- _What you need to do_
**a)** In the political news roundup, what share of people in the YouGov snap poll said calling the Election was the wrong thing to do?
**b)** In the political news roundup, turn the paragraph starting "The main General Election issues for the public" into a short bulleted list that keeps its main facts.
**c)** Go on with the political news roundup from the point where it stops.

- _Document text_
"""
Matt Hancock and Bob Stewart both had the Conservative whip returned, although they are both standing down regardless.

Sir Robert Francis was appointed as the interim chair of the Infected Blood Compensation Authority.

Giles Enticknap has been appointed British High Commissioner to Botswana.

Heather Baily has been reinstated in her role as Chair of the Security Industry Authority for a further 2 years.

This Week’s Polls 📊

The main General Election issues for the public are the NHS, economy, and immigration, according to the May 2024 Ipsos Index. 35% of those asked viewed the NHS as one of the biggest concerns facing the nation, while 29% mentioned inflation. With Nigel Farage confirming he would be helping Reform during the campaign, a notable 27% of people cited immigration as a main issue.

The Prime Minister did the right thing in call the Election, finds a snap poll from YouGov. While the decision was reportedly met with disdain and annoyance amongst his Conservative MPs, 61% of people surveyed said calling an Election was correct, with just 11% saying it was the wrong thing to do.

Think-Tanking 💭

Onward published a report warning of the possible risks Labour’s ‘Growth and Skills Levy’ could have on the number of apprenticeships.

The Institute for Government published a report urging the next government to take a preventative approach to public services.

The Centre for European Reform published a report arguing that the EU’s new asylum rules are unlikely to make the current system more humane or effective, and called for the Union to ‘rethink’ its approach to co-operation with third counties and shift its focus on migration control.

The Centre for Policy Studies published a report arguing that British tech firms are being held back by ‘outdated approaches to regulation and heavy-handed red tape’.
"""
- _Provided data_
"""
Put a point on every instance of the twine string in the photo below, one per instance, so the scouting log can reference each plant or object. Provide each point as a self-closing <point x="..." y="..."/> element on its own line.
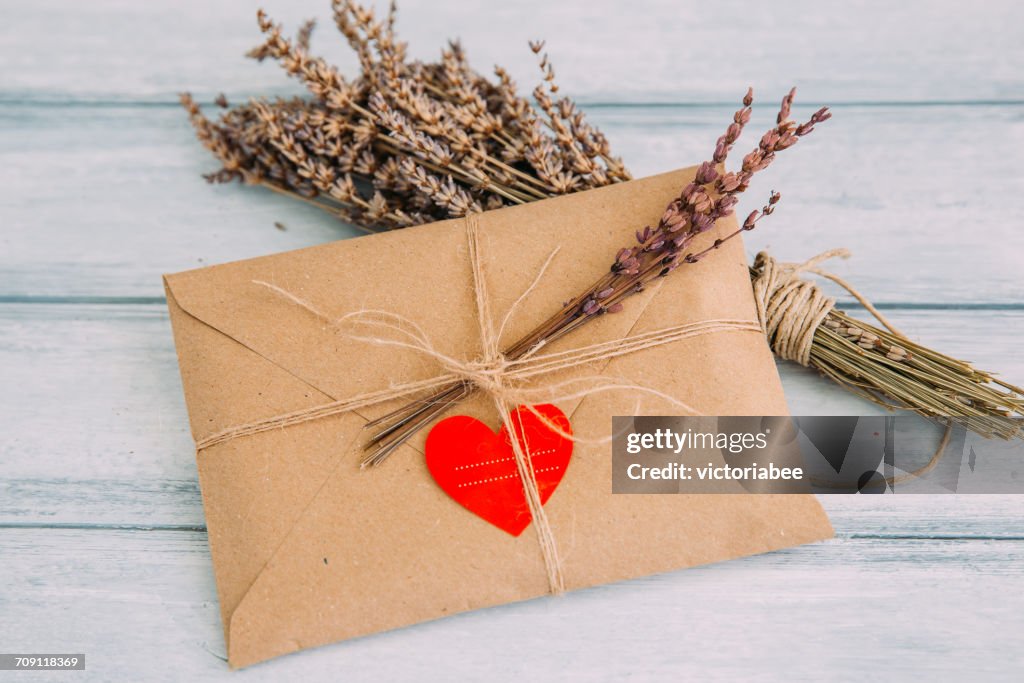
<point x="506" y="382"/>
<point x="791" y="308"/>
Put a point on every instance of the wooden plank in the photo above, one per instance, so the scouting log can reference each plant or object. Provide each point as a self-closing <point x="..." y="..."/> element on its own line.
<point x="644" y="50"/>
<point x="142" y="604"/>
<point x="101" y="201"/>
<point x="96" y="433"/>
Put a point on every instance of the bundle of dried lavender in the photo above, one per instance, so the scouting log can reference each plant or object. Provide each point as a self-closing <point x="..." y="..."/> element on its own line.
<point x="407" y="142"/>
<point x="882" y="366"/>
<point x="658" y="251"/>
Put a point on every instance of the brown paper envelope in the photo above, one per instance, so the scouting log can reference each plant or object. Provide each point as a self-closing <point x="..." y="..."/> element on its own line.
<point x="308" y="549"/>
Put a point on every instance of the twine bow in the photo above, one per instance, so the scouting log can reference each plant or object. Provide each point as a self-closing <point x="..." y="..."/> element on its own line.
<point x="505" y="381"/>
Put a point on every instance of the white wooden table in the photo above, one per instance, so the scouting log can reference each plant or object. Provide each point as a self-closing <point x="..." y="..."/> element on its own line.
<point x="102" y="546"/>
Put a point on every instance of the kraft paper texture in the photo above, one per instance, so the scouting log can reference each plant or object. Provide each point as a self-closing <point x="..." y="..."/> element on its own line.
<point x="308" y="549"/>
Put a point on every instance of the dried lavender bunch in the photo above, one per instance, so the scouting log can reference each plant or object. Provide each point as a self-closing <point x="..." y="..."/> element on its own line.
<point x="406" y="142"/>
<point x="884" y="367"/>
<point x="657" y="252"/>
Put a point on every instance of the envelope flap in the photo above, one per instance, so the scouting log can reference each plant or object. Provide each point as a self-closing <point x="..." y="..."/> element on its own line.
<point x="424" y="275"/>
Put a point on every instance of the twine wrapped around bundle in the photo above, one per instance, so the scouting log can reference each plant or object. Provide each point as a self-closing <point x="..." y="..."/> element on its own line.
<point x="882" y="366"/>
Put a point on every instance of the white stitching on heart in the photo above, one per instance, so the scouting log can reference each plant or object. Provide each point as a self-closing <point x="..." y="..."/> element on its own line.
<point x="506" y="476"/>
<point x="501" y="460"/>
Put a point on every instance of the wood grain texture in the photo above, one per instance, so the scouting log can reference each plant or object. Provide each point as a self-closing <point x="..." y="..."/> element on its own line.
<point x="144" y="605"/>
<point x="648" y="50"/>
<point x="101" y="531"/>
<point x="110" y="198"/>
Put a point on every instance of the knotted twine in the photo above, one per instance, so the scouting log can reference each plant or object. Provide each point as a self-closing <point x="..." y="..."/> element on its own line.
<point x="785" y="306"/>
<point x="791" y="308"/>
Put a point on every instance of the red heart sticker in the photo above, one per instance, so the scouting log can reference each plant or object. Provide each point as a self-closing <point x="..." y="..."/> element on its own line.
<point x="476" y="467"/>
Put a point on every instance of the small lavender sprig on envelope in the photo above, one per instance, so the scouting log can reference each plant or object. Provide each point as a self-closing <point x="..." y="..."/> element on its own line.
<point x="657" y="252"/>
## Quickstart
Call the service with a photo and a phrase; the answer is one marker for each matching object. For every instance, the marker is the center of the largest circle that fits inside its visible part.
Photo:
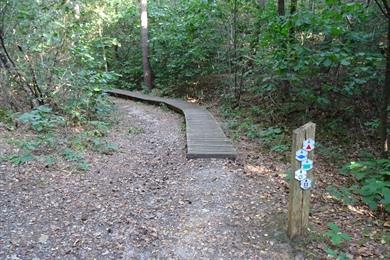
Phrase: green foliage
(336, 237)
(6, 117)
(374, 182)
(42, 119)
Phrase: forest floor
(144, 201)
(147, 201)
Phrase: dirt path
(146, 201)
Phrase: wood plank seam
(205, 138)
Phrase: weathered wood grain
(299, 199)
(205, 138)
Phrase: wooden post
(299, 199)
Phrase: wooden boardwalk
(205, 138)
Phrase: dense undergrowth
(267, 72)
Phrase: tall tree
(281, 8)
(145, 45)
(384, 6)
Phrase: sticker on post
(309, 145)
(301, 155)
(306, 184)
(307, 165)
(300, 175)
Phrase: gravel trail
(145, 201)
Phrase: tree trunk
(293, 6)
(145, 45)
(386, 97)
(281, 8)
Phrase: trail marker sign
(300, 175)
(306, 184)
(301, 155)
(307, 165)
(309, 145)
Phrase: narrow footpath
(146, 201)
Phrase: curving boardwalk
(205, 138)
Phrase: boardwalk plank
(205, 138)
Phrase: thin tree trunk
(293, 6)
(237, 91)
(145, 45)
(281, 8)
(386, 98)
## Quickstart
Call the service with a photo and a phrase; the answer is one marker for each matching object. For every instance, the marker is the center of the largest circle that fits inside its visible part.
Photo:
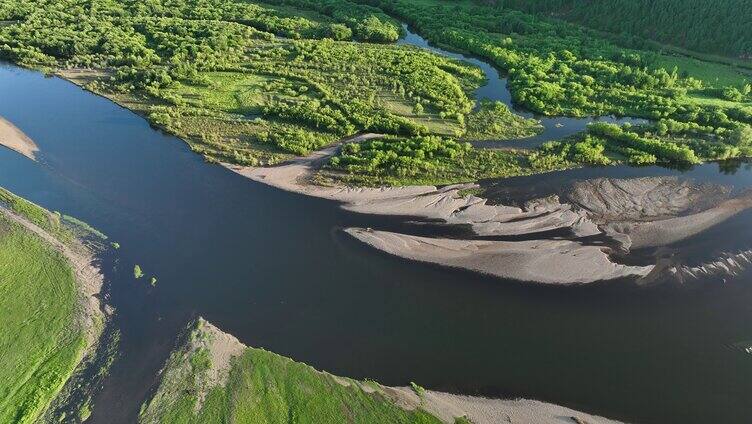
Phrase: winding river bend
(273, 269)
(554, 128)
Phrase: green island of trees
(256, 83)
(720, 26)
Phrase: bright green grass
(710, 73)
(267, 388)
(703, 99)
(40, 344)
(494, 121)
(50, 222)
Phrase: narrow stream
(274, 269)
(554, 128)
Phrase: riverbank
(50, 309)
(14, 139)
(211, 374)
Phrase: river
(495, 89)
(274, 269)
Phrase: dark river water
(554, 128)
(274, 269)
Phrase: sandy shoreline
(14, 139)
(89, 277)
(91, 317)
(632, 213)
(652, 220)
(177, 378)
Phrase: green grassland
(263, 387)
(45, 334)
(40, 340)
(256, 83)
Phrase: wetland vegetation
(48, 321)
(256, 83)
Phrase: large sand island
(514, 242)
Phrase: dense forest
(720, 26)
(254, 83)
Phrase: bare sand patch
(14, 139)
(631, 213)
(560, 262)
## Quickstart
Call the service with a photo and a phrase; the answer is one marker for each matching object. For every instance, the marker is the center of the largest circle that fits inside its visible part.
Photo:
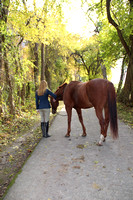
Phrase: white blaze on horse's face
(54, 104)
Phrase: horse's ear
(54, 100)
(64, 84)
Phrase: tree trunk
(9, 86)
(122, 76)
(23, 94)
(103, 68)
(42, 62)
(36, 68)
(127, 92)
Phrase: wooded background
(35, 45)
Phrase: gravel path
(76, 168)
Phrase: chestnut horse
(97, 93)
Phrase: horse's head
(59, 93)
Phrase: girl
(43, 106)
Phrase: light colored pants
(44, 113)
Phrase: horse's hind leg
(81, 121)
(102, 125)
(69, 115)
(106, 111)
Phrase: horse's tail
(112, 110)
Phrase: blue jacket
(42, 101)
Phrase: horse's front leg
(102, 124)
(81, 121)
(69, 115)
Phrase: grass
(125, 114)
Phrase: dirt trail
(76, 168)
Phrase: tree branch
(111, 21)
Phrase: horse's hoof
(67, 135)
(99, 144)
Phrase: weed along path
(76, 168)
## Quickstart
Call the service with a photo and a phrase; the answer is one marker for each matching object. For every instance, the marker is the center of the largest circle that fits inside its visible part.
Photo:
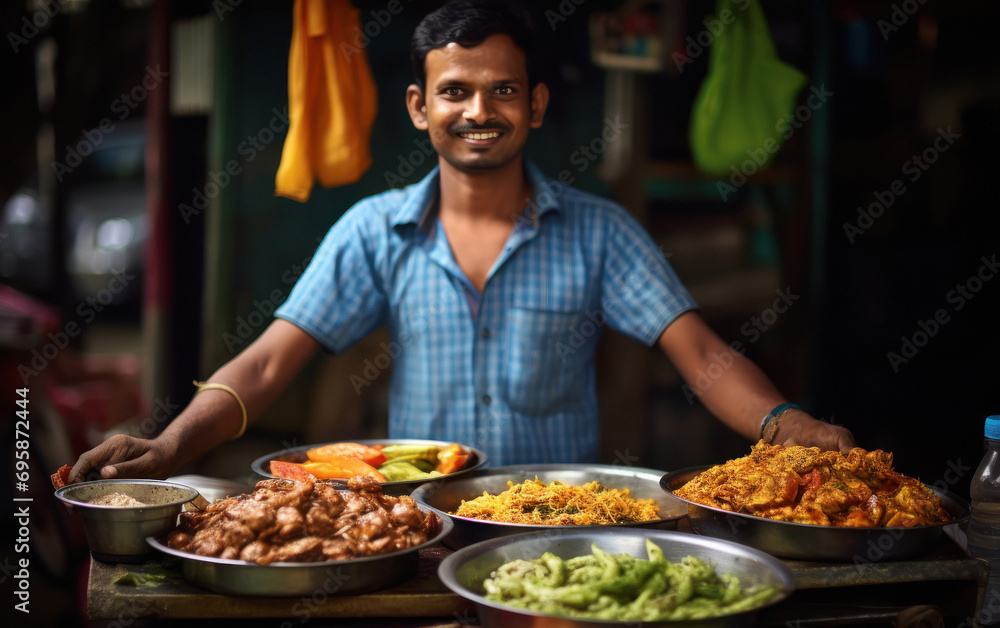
"""
- _Answers to each task_
**a)** 11%

**b)**
- Source: May 2024 Ipsos Index
- Main General Election issues for the public: the NHS, the economy and immigration
- 35% named the NHS as one of the biggest concerns facing the nation
- 29% mentioned inflation
- 27% cited immigration as a main issue, as Nigel Farage confirmed he would help Reform during the campaign

**c)**
The Adam Smith Institute publish a report arguing that Other Tobacco Products (OTP) have not been properly considered by policy makers in the Government’s proposed Generational Ban and called for the Government to hold back on a ban of OTPs until a review of the bill is considered.

You’ve Got to Laugh 😂

Where on earth do we start this week… if you take one thing away from the announcement on Wednesday… it’s that the appetite for election memes we saw in 2019 has not faded, and that the Westminster bubble have been waiting four and half years for this moment. Whether it’s the fake Labour graphic firing its way around the internet on Tuesday morning that Rishi Sunak had defected to Labour, to the classic and much used ‘Rick Astley for Prime Minister’ poster first seen years ago – you may need to mute certain politically-minded WhatsApp groups over the next 6 weeks if you’re to get through this one having done any work at all. Given our data show this is the section most readers immediately scroll to, you can be sure we’ll roundup some of the best clips and memes every Friday for the next 6 weeks. You’re welcome.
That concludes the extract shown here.